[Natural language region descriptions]
______

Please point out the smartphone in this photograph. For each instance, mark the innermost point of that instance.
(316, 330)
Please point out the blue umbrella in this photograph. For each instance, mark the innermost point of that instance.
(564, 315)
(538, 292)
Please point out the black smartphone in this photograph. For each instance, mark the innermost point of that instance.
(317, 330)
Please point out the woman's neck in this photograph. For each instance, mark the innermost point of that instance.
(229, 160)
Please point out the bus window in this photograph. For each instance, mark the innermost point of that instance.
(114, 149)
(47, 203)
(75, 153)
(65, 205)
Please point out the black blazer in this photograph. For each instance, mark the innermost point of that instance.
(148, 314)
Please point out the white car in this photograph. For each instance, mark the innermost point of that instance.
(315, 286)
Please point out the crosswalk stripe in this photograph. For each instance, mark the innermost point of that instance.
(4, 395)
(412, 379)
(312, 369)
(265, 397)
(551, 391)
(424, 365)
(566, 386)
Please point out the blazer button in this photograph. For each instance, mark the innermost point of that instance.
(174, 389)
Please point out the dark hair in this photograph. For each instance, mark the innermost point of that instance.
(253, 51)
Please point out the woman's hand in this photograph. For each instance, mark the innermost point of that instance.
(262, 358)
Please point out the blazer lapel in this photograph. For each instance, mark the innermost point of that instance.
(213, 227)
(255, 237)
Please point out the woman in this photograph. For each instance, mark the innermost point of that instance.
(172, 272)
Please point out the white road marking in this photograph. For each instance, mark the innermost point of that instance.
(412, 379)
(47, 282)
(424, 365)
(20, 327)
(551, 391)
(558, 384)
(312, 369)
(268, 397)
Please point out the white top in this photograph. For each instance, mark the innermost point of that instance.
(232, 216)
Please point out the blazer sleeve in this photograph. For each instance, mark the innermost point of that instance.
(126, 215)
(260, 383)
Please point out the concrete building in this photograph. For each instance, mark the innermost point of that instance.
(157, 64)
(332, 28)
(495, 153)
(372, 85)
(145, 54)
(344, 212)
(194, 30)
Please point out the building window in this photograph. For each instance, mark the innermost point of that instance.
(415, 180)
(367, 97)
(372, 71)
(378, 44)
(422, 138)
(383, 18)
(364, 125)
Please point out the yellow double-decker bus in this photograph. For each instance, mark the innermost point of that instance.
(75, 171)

______

Activity
Your task is to retype, exactly and only, the lines from the one with "Please point out the yellow" through the final line above.

Result for this task
Please point out the yellow double-decker bus in this photograph. For each instance, mark the innermost point of that instance.
(75, 171)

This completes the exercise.